> _Set problem_
Reproduce the hand warmer thread word for word, starting at "All the previous" and continuing up to and including "fire it up.".

Thanks, I have posted that on three different forums and you are the first to answer. If I had a prize I would send it to you. 

Dont worry, I wont try to sleep with it in my pocket.


----------



## TheBeam (Sep 27, 2004)

Cobb, nice donuts. /ubbthreads/images/graemlins/smile.gif


----------



## Unicorn (Sep 27, 2004)

I've used these for a few years in the field. They work pretty well, and do give off a good amount of heat. Just be careful to not overfill them. It will stay warm for a few hours. You'll have to let it cool enough to touch it before you can refill it though. You have to light it to get it started, but after that there are no flames, so there is little risk of starting a fire with it (good thing, since it's meant to be carried in the pocket).


----------



## SilverFox (Sep 27, 2004)

Hello Cobb,

I have used those as well. The only problem I had was caused by putting it in a shirt pocket under my coat. The fumes concentrated in my face and I got a bit dizy.

I have switched over to the re-useable ones that you boil. I have a dozen of them and carry as many as I think I am going to need.

/ubbthreads/images/graemlins/smile.gif I also know how to build a small fire to keep warm... /ubbthreads/images/graemlins/smile.gif

Tom


----------



## lymph (Sep 27, 2004)

I use mine now and then. It's the smaller one and it gets plenty hot for a hand warmer. You can adjust the heat a little by opening or closing the pouch it sits in, changing the amount of oxygen it gets. I recommend it.


----------



## cobb (Sep 27, 2004)

Wow, thanks guys for the replys. 

Yes, I love donuts first off. Making them and eating them. Some may say donuts are for kids, but he never tried making them.

I used one you boil I bought a few years ago when I saw them at walmart, but it only seems to work hot for 45 minutes and fades off quickly. Its cool to watch it to go from the liquid to the crystal state at the flick of the disk, but I seem to do that by accident with it in my pocket. 

I ordered the large one and 4 cans of fuel. It comes with a can, so that is 5 in all. I called cabelas and the tech had to go back and forth reading books and asking around the office if anyone used them. He did tell me it can by lit and put out. THen said a can of fuel gives 30 refills or lasts one guy a hunting season. 

I plan on using it in the ubran environment to keep warm. 

Thanks


----------



## BIGIRON (Sep 27, 2004)

I've used them for years and still have two of the smaller ones. Since I try not to go north of San Antonio in the winter, I haven't used them much lately.

They work -- you just have to accept their quirks. Plain naptha from the paint department at Home Depot or lighter fluid work fine. They do produce an odor. I stopped using them for most hunting.

All the previous posts have good info.


----------



## TheBeam (Sep 27, 2004)

Cobb, I was reffering to the "free donuts" that you have made on your website. By the way I love eating donuts too.

On topic, I have one of these hand warmers but have never used it. This thread has encoured me to go fire it up.


----------



## cobb (Sep 28, 2004)

> _Data extract_

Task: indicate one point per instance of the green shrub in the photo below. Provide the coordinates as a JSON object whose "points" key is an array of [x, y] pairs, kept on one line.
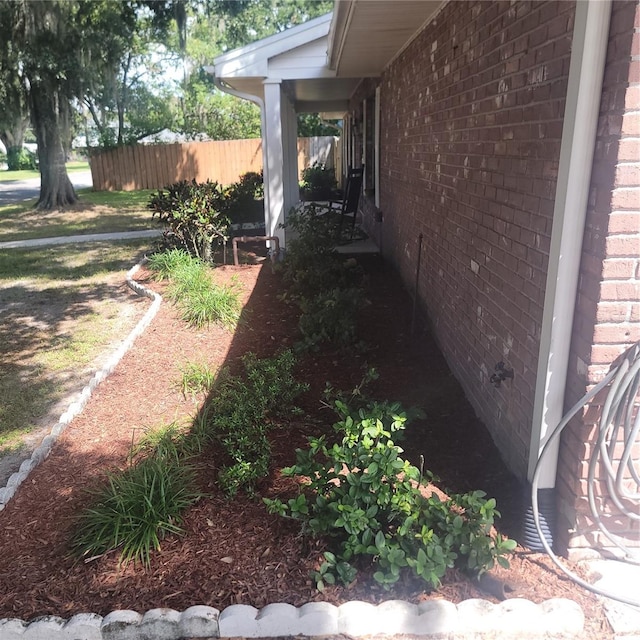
{"points": [[331, 317], [244, 200], [166, 263], [196, 378], [318, 182], [326, 286], [243, 412], [136, 509], [194, 213], [362, 496]]}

> _Reply to the exercise_
All the previous posts have good info.


----------



## TheBeam (Sep 27, 2004)

Cobb, I was reffering to the "free donuts" that you have made on your website. By the way I love eating donuts too.

On topic, I have one of these hand warmers but have never used it. This thread has encoured me to go fire it up.